[Exercices]
• 1. Recopiez à l'identique le passage de l'extrait sur Edmond Michelet qui commence par « Quelles conclusions Edmond » et se termine par « l’opinion publique internationale. ».
• 2. Rédigez la suite du texte consacré à Edmond Michelet en reprenant juste après sa dernière phrase.

[Extrait source]
---+---
Quelles conclusions Edmond Michelet tira-t-il à court terme de cette révélation ?

A l’ONU, il continua de participer aux délégations françaises jusqu’en 1957, ce qui lui donna une connaissance directe de la dégradation de la situation internationale de la France, accélérée par la guerre d’Algérie et par la propagande du FLN algérien. Sa brochure écrite en novembre 1957 en porte plus d’un témoignage exaspéré [7]. Il s’efforça de défendre de son mieux la politique française, confrontée à l’évolution de plus en plus défavorable de l’opinion publique internationale.

En France, il se montra de plus en plus inquiet de l’évolution des esprits. Non pas de ceux de la majorité de l’opinion publique, qu’il croyait - bien à tort - toujours sensible au charme de la grandeur impériale. Mais surtout de la polarisation croissante parmi les intellectuels. C’est d’ailleurs la pénible expérience d’un débat au Centre catholique des intellectuels français, qu’il avait présidé au printemps 1957, sur le livre de Pierre-Henri Simon, Contre la torture, qui fut à l’origine de la brochure d’Edmond Michelet. Ce débat fut particulièrement agité, moins du fait des participants (Louis Terrenoire et Michel Massenet contre la publication du livre en question, Georges Hourdin et Henri-Irénée Marrou pour) que du fait du public : « Jamais il ne m’avait été donné d’assister à une réunion aussi affligeante. Non pas, certes, par la faute des orateurs (...) mais par l’attitude de l’auditoire. On sentait à l’alternance des applaudissements frénétiques et des clameurs exaspérées que les passions étaient à leur paroxysme dans chacun des deux camps du public qui s’affrontaient ainsi dans un véritable climat de guerre civile. On lisait sur les visages contractés des antagonistes l’image de ce qu’il faut bien appeler par son triste nom : la haine. Compte tenu du lieu et de l’assistance, l’inévitable référence s’imposait : ‘Tant de fiel entre-t-il dans l’âme des dévots ?’ » [8] Et pas seulement de ceux-là, parce que la situation était la même parmi les intellectuels non chrétiens.
---+---
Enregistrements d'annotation
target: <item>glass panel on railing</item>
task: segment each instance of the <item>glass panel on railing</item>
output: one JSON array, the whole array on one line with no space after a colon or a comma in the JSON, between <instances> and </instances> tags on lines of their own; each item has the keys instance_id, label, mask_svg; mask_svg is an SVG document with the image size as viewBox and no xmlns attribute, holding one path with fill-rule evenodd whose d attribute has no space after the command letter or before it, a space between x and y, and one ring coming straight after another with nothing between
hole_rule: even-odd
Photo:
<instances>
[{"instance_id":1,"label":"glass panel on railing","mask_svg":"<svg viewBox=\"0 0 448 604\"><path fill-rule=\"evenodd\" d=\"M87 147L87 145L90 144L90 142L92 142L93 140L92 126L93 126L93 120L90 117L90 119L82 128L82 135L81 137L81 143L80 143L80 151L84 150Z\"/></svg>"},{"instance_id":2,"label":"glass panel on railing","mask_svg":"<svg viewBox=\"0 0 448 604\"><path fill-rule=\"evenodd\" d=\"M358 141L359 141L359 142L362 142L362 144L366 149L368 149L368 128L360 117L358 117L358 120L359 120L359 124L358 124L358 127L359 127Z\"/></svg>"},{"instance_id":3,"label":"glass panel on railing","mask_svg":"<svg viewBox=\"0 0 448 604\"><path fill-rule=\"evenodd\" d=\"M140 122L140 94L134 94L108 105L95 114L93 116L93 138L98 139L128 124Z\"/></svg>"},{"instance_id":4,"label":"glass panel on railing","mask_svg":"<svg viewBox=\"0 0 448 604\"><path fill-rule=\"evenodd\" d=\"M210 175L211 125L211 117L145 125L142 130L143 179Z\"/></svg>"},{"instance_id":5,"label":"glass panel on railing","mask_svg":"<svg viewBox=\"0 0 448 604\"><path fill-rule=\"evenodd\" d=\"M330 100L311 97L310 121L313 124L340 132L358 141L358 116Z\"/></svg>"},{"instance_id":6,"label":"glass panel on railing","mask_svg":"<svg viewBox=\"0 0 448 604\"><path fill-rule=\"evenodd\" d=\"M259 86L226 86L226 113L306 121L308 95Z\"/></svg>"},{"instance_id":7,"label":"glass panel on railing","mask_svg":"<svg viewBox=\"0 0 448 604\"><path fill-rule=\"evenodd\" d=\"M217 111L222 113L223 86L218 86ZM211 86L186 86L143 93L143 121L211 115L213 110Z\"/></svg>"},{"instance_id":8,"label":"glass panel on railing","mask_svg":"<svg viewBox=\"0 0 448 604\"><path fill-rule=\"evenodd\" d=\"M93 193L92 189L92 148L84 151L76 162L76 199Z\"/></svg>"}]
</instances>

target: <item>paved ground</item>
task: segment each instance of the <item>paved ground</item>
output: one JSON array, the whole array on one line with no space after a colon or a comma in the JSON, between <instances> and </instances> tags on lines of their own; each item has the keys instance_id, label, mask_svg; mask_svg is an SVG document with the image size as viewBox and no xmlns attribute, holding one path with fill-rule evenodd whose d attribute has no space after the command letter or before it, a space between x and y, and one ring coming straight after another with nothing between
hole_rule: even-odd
---+---
[Réponses rédigées]
• 1.
Quelles conclusions Edmond Michelet tira-t-il à court terme de cette révélation ?

A l’ONU, il continua de participer aux délégations françaises jusqu’en 1957, ce qui lui donna une connaissance directe de la dégradation de la situation internationale de la France, accélérée par la guerre d’Algérie et par la propagande du FLN algérien. Sa brochure écrite en novembre 1957 en porte plus d’un témoignage exaspéré [7]. Il s’efforça de défendre de son mieux la politique française, confrontée à l’évolution de plus en plus défavorable de l’opinion publique internationale.

• 2.
Ce sentiment d’inquiétude ne cessa d’être renforcé dans l’esprit d’Edmond Michelet durant les mois suivants, notamment par un bref voyage à Alger, où il déposa le 22 juillet 1957 en faveur d’un ancien résistant passé au FLN, Pierre Coudre, et s’entretint avec le secrétaire général de la préfecture chargé de la police, Paul Teitgen ; puis par sa correspondance avec Louis Massignon, de septembre à novembre, sur les sanctions prises contre des officiers algériens signataires d’une pétition adressée au Président de la République. Dès le mois de juin, il avait approfondi ses réflexions après avoir étudié un dossier sur les données économiques et démographiques du problème algérien, et conclu : « l’entreprise engagée par la France pour maintenir sa souveraineté en Algérie paraît inéluctablement vouée à l’échec. La fin de notre politique doit être de sauvegarder au moindre prix ce qui est indispensable à la Nation. Ou la Nation prendra conscience de ces réalités, ou une politique algérienne engagée dans la démesure sera abandonnée dans le désespoir » [9].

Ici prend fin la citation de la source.